Assigned task: Write out, word for word, every line from the one where "of the window" occurs to the final line of the entries, and nothing beyond them.

Supplied records:
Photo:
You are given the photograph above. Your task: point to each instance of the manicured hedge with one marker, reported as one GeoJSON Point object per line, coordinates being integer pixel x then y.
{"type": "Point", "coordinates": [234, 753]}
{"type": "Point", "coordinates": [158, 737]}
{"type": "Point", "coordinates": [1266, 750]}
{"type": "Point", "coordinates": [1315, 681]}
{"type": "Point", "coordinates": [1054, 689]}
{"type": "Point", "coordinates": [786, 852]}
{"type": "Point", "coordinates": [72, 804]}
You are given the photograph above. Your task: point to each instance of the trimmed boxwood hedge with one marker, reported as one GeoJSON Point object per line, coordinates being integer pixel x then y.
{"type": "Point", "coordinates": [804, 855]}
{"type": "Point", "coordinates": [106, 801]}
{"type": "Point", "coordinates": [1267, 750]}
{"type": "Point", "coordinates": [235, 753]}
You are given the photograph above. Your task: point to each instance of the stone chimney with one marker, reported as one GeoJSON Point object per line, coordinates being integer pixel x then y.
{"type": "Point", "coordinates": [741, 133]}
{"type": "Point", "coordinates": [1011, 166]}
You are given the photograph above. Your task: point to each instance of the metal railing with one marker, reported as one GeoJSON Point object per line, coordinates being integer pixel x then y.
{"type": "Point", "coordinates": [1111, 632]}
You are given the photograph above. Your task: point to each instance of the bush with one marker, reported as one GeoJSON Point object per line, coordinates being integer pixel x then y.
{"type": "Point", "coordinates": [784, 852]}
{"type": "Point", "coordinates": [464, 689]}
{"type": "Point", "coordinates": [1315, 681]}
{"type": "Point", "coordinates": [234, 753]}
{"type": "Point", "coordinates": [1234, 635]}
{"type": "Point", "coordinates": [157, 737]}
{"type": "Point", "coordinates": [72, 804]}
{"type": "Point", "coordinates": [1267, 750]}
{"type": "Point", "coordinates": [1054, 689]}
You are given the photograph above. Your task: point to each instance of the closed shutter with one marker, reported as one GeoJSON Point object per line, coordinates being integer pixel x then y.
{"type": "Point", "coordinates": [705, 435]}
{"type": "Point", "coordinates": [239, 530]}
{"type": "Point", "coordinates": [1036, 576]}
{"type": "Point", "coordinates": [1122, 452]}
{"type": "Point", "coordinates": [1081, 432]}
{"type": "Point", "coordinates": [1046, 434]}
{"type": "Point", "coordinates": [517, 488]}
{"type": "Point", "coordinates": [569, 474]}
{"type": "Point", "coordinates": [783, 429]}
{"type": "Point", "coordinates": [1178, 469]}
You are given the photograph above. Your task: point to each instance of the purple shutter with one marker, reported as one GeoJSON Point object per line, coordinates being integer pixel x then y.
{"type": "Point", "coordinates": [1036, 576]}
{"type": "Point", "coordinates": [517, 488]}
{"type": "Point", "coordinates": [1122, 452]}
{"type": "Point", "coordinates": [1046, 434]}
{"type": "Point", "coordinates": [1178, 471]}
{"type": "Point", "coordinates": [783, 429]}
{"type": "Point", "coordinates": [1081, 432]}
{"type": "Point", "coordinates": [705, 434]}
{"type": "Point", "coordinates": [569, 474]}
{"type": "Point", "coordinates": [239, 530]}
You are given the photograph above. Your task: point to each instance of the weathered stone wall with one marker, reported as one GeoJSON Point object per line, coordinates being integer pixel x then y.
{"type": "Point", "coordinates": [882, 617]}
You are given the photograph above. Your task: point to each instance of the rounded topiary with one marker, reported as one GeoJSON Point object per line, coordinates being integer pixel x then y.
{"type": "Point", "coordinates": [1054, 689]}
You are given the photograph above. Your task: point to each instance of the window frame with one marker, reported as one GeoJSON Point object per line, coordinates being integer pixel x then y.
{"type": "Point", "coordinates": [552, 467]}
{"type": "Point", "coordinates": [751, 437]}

Task result:
You are given the photograph above. Your task: point to each instance of the window frame with one marker, reported as one GeoJSON Point object per line, coordinates being integer pixel x then y.
{"type": "Point", "coordinates": [552, 467]}
{"type": "Point", "coordinates": [751, 437]}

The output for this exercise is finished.